## Your objective:
Output only the span of lines that begins at the line containing "Target: sneaker shoelace" and ends at the last line of the data, both included, exactly as they appear.

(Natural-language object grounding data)
---

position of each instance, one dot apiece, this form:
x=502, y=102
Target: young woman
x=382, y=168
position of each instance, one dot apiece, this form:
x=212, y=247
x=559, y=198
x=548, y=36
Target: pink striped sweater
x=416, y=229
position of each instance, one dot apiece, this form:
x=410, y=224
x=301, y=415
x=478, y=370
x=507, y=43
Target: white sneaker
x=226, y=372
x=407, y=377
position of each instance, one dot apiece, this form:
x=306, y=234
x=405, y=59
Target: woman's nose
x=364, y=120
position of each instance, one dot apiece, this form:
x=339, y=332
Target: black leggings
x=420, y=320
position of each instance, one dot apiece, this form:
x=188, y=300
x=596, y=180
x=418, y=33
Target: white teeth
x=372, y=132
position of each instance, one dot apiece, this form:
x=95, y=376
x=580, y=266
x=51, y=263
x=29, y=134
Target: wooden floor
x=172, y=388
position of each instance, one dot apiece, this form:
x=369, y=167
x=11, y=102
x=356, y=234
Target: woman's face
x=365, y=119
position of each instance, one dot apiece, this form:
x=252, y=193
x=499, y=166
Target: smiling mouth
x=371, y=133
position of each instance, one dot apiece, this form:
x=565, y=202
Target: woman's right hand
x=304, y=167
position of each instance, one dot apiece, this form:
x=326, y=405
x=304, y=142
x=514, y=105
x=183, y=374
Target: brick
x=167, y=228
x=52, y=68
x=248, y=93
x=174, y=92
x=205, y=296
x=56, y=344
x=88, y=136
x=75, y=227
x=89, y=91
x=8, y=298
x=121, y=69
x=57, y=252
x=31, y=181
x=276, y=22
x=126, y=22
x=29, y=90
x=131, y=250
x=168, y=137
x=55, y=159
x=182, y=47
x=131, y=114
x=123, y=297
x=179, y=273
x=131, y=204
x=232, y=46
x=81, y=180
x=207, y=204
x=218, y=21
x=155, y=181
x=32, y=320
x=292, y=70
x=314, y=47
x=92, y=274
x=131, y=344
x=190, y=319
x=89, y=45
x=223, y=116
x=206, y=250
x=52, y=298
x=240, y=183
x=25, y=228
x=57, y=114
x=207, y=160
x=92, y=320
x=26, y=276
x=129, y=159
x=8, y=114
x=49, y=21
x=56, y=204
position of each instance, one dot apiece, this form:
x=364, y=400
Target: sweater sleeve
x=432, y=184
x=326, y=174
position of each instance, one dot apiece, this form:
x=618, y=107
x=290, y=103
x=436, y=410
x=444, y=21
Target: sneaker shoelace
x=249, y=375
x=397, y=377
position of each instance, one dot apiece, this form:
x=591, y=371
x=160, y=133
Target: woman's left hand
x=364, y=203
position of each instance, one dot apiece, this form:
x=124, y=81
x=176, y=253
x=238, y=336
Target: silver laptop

---

## Response area:
Target: sneaker shoelace
x=249, y=375
x=397, y=377
position of each instance, one dot apiece, this form:
x=591, y=371
x=160, y=133
Target: woman's left hand
x=364, y=203
position of each instance, one dot apiece, this form:
x=124, y=81
x=176, y=253
x=238, y=336
Target: silver laptop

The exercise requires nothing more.